◆ **Document segment**:
_ _ _ _

I lifted my eyebrow inquisitively, not knowing what was to come from the racket of foot thumps trundling down the hallway. My teenager emerged, her socked feet skidding across the hardwood floor. Flailing her limbs wide in vulture stance to regain her balance, she left them there as if playing a game of freeze tag that no one else was in on. Eyes wide, her gaze transfixed on the television. Then, her visage sank, along with her slumped shoulders. “Oh, it’s just a car commercial,” she said disappointedly.
“Were you expecting something else?” I asked.
“It just doesn’t match the colors the music put in my brain.”
I smirked at the juxtaposition. The commercial was indeed one shade: desert brown. Still, I was confused. “Music put colors in your brain?”
She expounded, “Picture a black space. Then picture whiteish-blue tendrils, like some sort of plant growing. There’s a splash of orange like a light! And a glowing yellow flower-ish thing—I think that’s how you would describe it. Mind you the background is all black for this, so everything’s glowing. From the bottom left comes some purple that’s similar to what the blue thing was . . . it’s snaking into the blue because they meet at the center. There’s something green. It’s another splash of color, like paint, and it fades. Then there’s a bunch of red, orange, and yellow, just kind of popping up . . .”
As she explained, I reminisced on her self-description from years earlier: a “big clash of color,” and I had to giggle. It is still remarkably accurate.
“Commercials only last so long,” she said. “This was in my brain, and I was curious what the commercial was about. It was about cars. I am severely disappointed.”
All this exploded in her mind’s eye from a melody’s mere moments of influence. Who can concoct so much detail in thirty seconds? And consequently become so excited about it? Evidently, she can.
Her night dreams are lucid. Her daydreams are Fantasia.

_ _ _ _

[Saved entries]
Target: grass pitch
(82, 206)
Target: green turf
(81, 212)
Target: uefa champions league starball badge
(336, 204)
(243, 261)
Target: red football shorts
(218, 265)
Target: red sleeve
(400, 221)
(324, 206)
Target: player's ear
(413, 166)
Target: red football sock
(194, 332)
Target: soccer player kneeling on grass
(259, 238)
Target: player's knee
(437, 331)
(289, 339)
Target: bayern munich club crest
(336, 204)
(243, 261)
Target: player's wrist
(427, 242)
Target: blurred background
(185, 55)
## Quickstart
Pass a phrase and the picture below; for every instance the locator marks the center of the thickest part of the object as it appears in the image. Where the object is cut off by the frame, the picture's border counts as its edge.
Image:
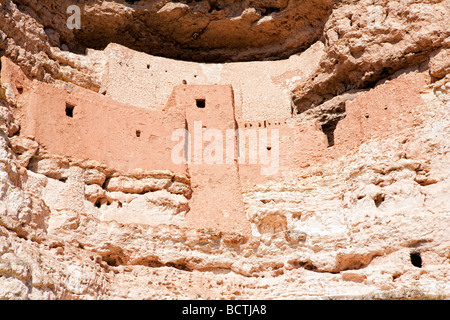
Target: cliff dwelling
(225, 150)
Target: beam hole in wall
(69, 110)
(416, 259)
(328, 129)
(201, 103)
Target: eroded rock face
(359, 208)
(190, 30)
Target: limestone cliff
(92, 207)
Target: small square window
(201, 103)
(69, 110)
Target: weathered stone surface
(364, 174)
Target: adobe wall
(261, 89)
(99, 128)
(125, 137)
(217, 196)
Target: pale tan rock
(363, 187)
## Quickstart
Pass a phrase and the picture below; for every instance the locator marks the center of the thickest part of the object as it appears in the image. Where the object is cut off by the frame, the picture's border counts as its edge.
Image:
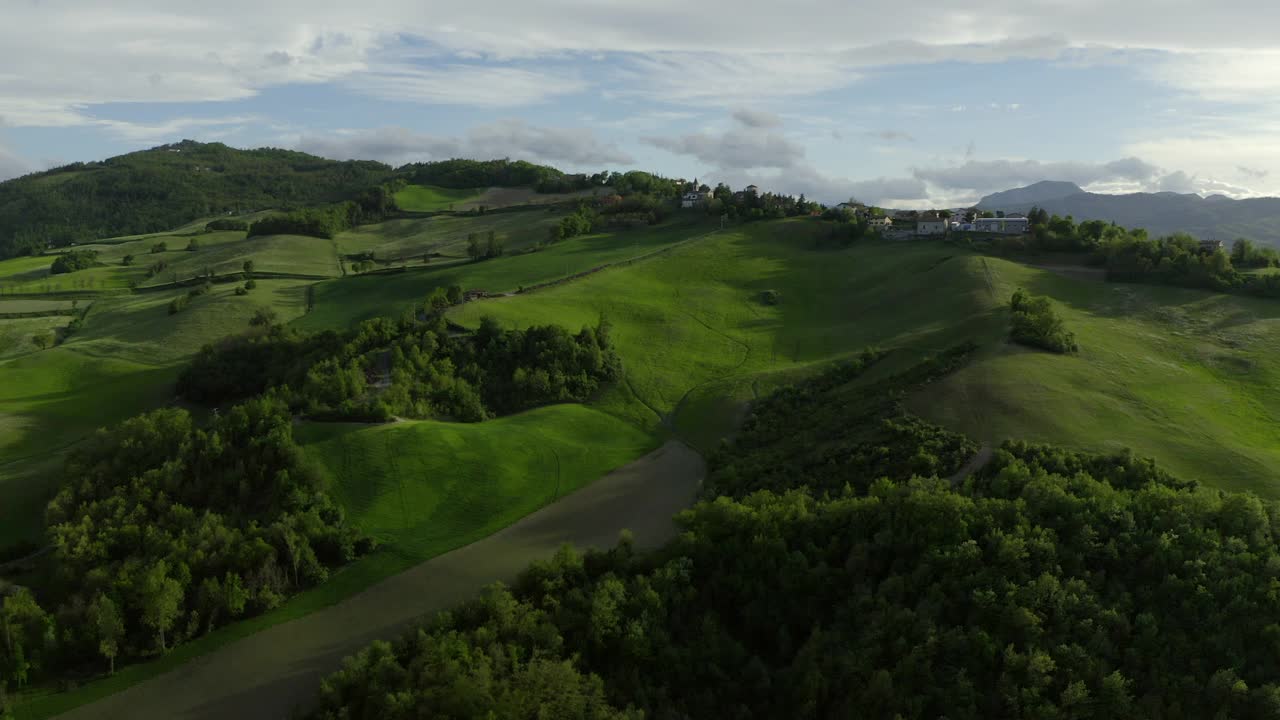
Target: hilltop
(1161, 213)
(164, 187)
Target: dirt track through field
(273, 673)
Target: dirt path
(978, 461)
(270, 674)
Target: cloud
(736, 149)
(814, 185)
(173, 128)
(982, 177)
(12, 165)
(465, 85)
(572, 146)
(892, 136)
(568, 147)
(718, 78)
(757, 118)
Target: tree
(106, 621)
(161, 600)
(265, 317)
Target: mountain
(1037, 194)
(164, 187)
(1161, 213)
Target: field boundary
(529, 288)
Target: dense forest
(164, 531)
(1051, 584)
(1132, 255)
(414, 367)
(1034, 323)
(164, 187)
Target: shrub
(227, 224)
(72, 261)
(1036, 324)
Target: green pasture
(339, 304)
(424, 487)
(429, 199)
(1187, 377)
(693, 319)
(410, 238)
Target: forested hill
(1161, 213)
(164, 187)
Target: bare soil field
(277, 671)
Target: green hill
(164, 187)
(1184, 376)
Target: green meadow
(424, 487)
(705, 319)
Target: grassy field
(1187, 377)
(698, 340)
(411, 238)
(1183, 376)
(123, 363)
(421, 487)
(429, 197)
(342, 302)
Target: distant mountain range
(1161, 213)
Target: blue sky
(909, 104)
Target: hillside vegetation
(161, 188)
(1016, 595)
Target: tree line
(1051, 584)
(160, 188)
(414, 367)
(370, 205)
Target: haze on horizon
(917, 106)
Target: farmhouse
(931, 223)
(1005, 226)
(693, 197)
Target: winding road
(275, 673)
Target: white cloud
(735, 149)
(465, 85)
(981, 177)
(757, 118)
(565, 147)
(12, 165)
(173, 128)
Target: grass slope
(1188, 377)
(698, 341)
(429, 199)
(408, 238)
(424, 487)
(339, 304)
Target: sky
(906, 103)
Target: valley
(708, 318)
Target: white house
(693, 197)
(1004, 226)
(929, 224)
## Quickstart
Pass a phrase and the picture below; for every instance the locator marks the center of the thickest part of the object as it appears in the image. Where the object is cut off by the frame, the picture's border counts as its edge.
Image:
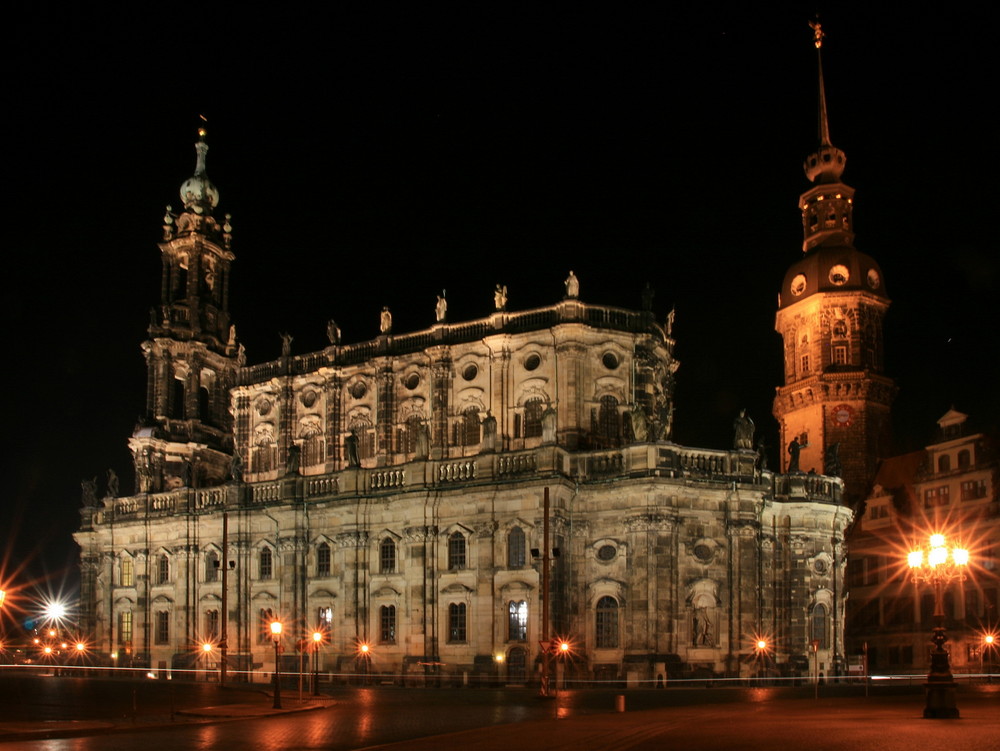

_ _ _ _

Edit the passage about the car commercial from "All this exploded" to "Evidently, she can.", replacing "thirty seconds" with "sixty seconds".

All this exploded in her mind’s eye from a melody’s mere moments of influence. Who can concoct so much detail in sixty seconds? And consequently become so excited about it? Evidently, she can.